DATASET ENTRIES -
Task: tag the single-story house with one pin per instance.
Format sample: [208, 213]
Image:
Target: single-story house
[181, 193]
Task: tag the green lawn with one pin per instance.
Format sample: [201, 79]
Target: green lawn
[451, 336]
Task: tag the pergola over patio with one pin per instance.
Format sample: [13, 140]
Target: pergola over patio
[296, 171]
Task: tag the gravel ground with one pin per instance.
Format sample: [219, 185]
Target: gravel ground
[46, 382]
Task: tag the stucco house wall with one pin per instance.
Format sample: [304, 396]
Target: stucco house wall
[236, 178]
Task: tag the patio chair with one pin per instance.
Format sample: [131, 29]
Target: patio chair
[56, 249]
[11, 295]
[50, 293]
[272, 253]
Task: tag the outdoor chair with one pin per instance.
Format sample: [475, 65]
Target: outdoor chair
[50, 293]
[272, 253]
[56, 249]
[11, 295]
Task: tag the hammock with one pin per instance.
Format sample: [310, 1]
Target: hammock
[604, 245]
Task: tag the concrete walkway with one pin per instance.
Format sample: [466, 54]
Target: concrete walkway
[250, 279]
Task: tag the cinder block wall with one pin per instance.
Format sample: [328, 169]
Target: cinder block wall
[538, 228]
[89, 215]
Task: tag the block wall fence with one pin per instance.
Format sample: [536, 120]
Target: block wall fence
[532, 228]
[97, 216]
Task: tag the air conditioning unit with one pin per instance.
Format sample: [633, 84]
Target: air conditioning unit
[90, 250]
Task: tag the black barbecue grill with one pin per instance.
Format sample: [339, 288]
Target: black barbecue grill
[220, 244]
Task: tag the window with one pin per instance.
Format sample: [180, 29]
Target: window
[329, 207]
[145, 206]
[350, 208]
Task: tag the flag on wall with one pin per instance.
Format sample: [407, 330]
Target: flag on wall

WHAT IS EXPECTED - Convert all of the lines above into a Markdown table with two columns, "Number" for the row number and "Line" for the line itself, and omit any blank lines.

RESPONSE TO THE TASK -
| Number | Line |
|---|---|
| 1 | Task: tag the single-story house with one pin per instance. |
| 2 | Format sample: [208, 213] |
| 3 | Image: |
| 4 | Target: single-story house |
| 5 | [181, 193] |
| 6 | Task: tag the green lawn with one pin per instance. |
| 7 | Format sample: [201, 79] |
| 8 | Target: green lawn |
| 9 | [451, 336] |
| 10 | Task: tag the pergola over patio with one pin per instance. |
| 11 | Format sample: [13, 140] |
| 12 | Target: pergola over patio |
| 13 | [296, 171] |
| 14 | Task: tag the gravel ground with one pin per instance. |
| 15 | Format sample: [219, 185] |
| 16 | Target: gravel ground |
| 17 | [46, 382] |
| 18 | Task: tag the stucco house wall with one pin per instance. |
| 19 | Format sample: [304, 396] |
| 20 | Target: stucco house wall |
| 21 | [236, 178] |
| 22 | Task: tag the patio chair with one pin per instance. |
| 23 | Format sample: [131, 29] |
| 24 | Target: patio chair |
| 25 | [56, 249] |
| 26 | [11, 295] |
| 27 | [50, 293] |
| 28 | [272, 253] |
| 29 | Task: tag the outdoor chair with one pin per instance. |
| 30 | Format sample: [475, 65] |
| 31 | Target: outdoor chair |
| 32 | [50, 293] |
| 33 | [272, 253] |
| 34 | [56, 249] |
| 35 | [11, 295] |
| 36 | Task: tag the hammock with one pin per instance. |
| 37 | Format sample: [310, 1] |
| 38 | Target: hammock |
| 39 | [604, 245] |
| 40 | Task: tag the concrete walkway with one pin per instance. |
| 41 | Format sample: [466, 54] |
| 42 | Target: concrete walkway |
| 43 | [250, 279] |
| 44 | Task: tag the cinder block wall with one pin per instance. |
| 45 | Format sample: [328, 169] |
| 46 | Target: cinder block wall |
| 47 | [538, 228] |
| 48 | [89, 215] |
| 49 | Task: tag the block wall fence with one pin per instance. |
| 50 | Format sample: [536, 120] |
| 51 | Target: block wall fence |
| 52 | [532, 228] |
| 53 | [97, 216] |
| 54 | Task: tag the air conditioning unit with one pin per instance. |
| 55 | Format sample: [633, 84] |
| 56 | Target: air conditioning unit |
| 57 | [90, 250] |
| 58 | Task: tag the black barbecue grill with one pin per instance. |
| 59 | Format sample: [339, 288] |
| 60 | Target: black barbecue grill |
| 61 | [220, 244] |
| 62 | Task: tag the window with one pin per instance. |
| 63 | Format sample: [180, 29] |
| 64 | Target: window |
| 65 | [329, 207] |
| 66 | [145, 206] |
| 67 | [350, 208] |
| 68 | Task: tag the flag on wall with one pin per instance. |
| 69 | Format sample: [407, 330] |
| 70 | Target: flag on wall |